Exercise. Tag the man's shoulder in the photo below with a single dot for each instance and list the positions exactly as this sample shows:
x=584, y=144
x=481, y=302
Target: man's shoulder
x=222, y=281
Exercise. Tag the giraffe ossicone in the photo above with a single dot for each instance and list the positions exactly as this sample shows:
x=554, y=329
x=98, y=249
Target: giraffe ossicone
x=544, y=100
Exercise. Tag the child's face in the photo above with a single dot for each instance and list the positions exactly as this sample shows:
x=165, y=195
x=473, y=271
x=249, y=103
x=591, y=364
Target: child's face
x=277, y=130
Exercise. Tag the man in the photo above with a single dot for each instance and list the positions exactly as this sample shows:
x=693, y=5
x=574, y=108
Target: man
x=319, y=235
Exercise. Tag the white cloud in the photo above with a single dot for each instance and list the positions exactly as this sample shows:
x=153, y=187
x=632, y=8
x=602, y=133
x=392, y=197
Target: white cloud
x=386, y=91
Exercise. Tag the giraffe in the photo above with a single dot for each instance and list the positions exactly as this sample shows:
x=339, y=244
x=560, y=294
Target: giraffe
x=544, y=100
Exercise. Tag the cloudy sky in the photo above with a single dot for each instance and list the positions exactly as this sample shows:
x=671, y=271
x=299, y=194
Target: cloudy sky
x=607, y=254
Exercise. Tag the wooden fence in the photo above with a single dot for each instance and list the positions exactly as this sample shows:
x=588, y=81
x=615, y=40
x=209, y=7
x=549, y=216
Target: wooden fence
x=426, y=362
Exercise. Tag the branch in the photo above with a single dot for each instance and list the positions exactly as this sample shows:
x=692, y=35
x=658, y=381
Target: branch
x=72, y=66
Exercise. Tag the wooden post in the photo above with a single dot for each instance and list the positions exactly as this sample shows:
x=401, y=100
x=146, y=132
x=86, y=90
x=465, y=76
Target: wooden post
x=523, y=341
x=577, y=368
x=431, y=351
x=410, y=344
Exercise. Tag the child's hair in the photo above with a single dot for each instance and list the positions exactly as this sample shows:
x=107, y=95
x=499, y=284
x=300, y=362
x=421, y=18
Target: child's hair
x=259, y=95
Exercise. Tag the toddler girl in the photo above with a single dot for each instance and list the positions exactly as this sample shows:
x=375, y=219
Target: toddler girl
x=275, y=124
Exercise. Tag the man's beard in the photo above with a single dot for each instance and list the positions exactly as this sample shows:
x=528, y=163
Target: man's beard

○ ○ ○ ○ ○

# [Task statement]
Print all of the data above again, line for line, with no changes.

# [Answer to the task]
Exercise. Tag the man's shoulder in the photo below with a single dot for each instance and list the positions exactly as this sample shows:
x=584, y=144
x=481, y=302
Target: man's shoulder
x=222, y=281
Exercise. Tag the giraffe ossicone in the photo above with a single dot for each instance and list the positions exactly as this sample shows:
x=554, y=329
x=98, y=249
Target: giraffe ossicone
x=544, y=100
Exercise. Tag the child's face in the photo above with a single dot for each instance and list the positions exactly as this sample shows:
x=165, y=195
x=473, y=271
x=249, y=103
x=591, y=364
Target: child's face
x=277, y=130
Exercise. Tag the man in the photo above with a single dot for each instance and list the positions exactly as this sample shows:
x=693, y=5
x=574, y=108
Target: man
x=319, y=235
Exercise. Tag the white cloud in the photo above with a single dot for each instance and list the positions exactly as this sample shows:
x=153, y=187
x=632, y=8
x=602, y=133
x=392, y=197
Target: white cloud
x=386, y=91
Exercise. Tag the giraffe in the photo above with a single dot for each instance and list the positions exactly as this sample shows:
x=339, y=244
x=560, y=294
Target: giraffe
x=544, y=100
Exercise. Tag the cloudy sky in the photo above with a single dot for each instance and list the positions exactly as this sample shows:
x=671, y=271
x=299, y=194
Target: cloudy sky
x=607, y=254
Exercise. Tag the wooden fence in the photo above with a single dot for each instance and list the positions exactly as this sample shows:
x=588, y=81
x=615, y=40
x=209, y=7
x=549, y=216
Target: wooden fence
x=426, y=362
Exercise. Tag the branch in the photo above with a single dot for each instance and list the positions exactly as this sample shows:
x=692, y=35
x=658, y=381
Target: branch
x=72, y=66
Exercise. Tag the wooden post in the photo above with a single dot for each instance and list the positions exactly as this sample shows:
x=401, y=100
x=146, y=132
x=86, y=90
x=465, y=76
Target: wooden post
x=523, y=341
x=577, y=368
x=431, y=351
x=410, y=344
Exercise. Tag the child's hair in the photo above with a single dot for each instance and list the positions exactly as this sample shows:
x=107, y=95
x=499, y=284
x=300, y=362
x=421, y=18
Target: child's hair
x=259, y=95
Exercise. Tag the toddler girl in the photo above with a single dot for each instance and list the positions exactly as this sample shows:
x=375, y=219
Target: toddler girl
x=275, y=124
Exercise. Tag the man's beard in the photo above with a single dot for each instance and list the positions exactly as this sample shows:
x=528, y=163
Target: man's beard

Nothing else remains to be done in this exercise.